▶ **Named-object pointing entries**

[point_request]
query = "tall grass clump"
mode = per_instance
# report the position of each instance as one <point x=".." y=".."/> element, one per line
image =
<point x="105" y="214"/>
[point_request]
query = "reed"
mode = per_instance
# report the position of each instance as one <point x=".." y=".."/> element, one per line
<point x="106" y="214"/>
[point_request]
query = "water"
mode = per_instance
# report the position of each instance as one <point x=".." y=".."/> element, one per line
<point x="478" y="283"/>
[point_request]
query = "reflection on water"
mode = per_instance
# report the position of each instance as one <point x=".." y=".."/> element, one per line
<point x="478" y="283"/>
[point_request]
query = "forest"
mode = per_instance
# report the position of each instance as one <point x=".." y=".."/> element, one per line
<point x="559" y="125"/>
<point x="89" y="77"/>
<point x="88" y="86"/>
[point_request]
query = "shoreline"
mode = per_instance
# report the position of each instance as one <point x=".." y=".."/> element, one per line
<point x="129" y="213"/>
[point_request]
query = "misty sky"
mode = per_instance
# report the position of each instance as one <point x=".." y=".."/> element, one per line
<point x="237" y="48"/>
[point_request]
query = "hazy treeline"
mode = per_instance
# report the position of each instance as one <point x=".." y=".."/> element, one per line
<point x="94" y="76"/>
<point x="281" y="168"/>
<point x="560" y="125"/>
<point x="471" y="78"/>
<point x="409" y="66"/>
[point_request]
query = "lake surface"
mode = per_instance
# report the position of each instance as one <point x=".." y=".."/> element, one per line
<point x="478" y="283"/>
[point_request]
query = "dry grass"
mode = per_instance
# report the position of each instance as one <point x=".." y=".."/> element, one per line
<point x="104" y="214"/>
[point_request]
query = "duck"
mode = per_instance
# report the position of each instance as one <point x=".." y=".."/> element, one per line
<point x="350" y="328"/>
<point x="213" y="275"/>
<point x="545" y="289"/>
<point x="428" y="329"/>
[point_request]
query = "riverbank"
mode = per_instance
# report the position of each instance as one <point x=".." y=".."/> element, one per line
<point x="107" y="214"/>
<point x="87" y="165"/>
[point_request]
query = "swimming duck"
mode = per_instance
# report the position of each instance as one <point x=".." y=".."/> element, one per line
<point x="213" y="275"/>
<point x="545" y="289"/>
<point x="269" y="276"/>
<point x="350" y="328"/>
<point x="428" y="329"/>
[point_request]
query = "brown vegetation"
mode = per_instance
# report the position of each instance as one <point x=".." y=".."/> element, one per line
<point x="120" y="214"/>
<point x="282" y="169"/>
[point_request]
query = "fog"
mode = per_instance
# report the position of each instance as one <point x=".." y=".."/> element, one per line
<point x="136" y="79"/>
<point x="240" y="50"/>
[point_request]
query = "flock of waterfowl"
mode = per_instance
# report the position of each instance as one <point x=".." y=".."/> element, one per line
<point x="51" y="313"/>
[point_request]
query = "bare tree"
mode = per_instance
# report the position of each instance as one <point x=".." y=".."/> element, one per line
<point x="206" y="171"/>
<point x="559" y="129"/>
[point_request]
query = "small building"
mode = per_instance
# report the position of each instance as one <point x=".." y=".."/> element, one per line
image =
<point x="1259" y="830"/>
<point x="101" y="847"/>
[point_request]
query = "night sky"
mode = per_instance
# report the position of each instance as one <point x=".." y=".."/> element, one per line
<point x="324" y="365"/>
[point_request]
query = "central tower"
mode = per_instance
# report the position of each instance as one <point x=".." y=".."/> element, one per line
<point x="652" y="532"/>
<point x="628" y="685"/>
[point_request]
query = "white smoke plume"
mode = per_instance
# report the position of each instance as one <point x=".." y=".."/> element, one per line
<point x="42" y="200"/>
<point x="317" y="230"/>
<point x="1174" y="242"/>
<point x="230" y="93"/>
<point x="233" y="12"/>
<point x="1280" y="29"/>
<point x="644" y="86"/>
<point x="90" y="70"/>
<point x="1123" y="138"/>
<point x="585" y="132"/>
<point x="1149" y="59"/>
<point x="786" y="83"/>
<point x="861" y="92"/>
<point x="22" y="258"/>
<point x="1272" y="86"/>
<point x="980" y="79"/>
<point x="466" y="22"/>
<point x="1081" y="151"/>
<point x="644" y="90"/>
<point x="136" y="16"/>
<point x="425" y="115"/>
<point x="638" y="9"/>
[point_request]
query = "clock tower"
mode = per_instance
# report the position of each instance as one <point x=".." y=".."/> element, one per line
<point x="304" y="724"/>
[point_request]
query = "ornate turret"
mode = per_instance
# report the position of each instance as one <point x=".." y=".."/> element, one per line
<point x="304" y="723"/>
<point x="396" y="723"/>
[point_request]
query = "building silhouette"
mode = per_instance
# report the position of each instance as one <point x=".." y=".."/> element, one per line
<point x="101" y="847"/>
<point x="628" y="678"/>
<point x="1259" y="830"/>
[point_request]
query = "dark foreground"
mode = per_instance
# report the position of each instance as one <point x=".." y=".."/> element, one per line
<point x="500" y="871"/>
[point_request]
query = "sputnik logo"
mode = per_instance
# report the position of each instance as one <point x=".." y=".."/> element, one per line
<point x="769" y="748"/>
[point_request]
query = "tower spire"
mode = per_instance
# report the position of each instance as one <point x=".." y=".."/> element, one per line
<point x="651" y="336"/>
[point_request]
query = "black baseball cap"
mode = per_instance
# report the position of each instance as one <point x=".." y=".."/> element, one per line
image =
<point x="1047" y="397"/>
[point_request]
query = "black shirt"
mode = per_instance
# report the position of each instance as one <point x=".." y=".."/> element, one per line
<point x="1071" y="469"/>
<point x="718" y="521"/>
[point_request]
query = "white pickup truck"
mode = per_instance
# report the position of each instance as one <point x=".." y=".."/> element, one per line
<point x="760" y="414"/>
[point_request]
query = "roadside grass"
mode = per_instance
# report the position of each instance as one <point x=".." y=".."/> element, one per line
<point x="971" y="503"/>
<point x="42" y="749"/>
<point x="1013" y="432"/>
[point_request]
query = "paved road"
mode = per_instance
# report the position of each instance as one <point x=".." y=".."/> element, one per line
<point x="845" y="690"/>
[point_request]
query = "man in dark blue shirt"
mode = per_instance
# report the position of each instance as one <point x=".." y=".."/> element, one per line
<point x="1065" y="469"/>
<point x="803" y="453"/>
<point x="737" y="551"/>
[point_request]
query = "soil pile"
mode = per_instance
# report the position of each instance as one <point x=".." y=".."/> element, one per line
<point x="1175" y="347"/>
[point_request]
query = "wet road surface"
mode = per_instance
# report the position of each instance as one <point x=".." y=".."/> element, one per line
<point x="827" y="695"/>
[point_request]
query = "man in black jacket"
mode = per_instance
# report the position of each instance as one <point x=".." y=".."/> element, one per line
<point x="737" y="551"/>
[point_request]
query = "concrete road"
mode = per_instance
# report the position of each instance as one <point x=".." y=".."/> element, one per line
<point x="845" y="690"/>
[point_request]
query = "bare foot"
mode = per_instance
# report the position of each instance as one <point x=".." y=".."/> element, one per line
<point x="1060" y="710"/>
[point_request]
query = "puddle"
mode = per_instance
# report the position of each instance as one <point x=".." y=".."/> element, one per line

▶ **Task goal**
Return every line of the data above that contains the string "building".

▶ **Worked solution**
query = "small building"
query = "building silhouette"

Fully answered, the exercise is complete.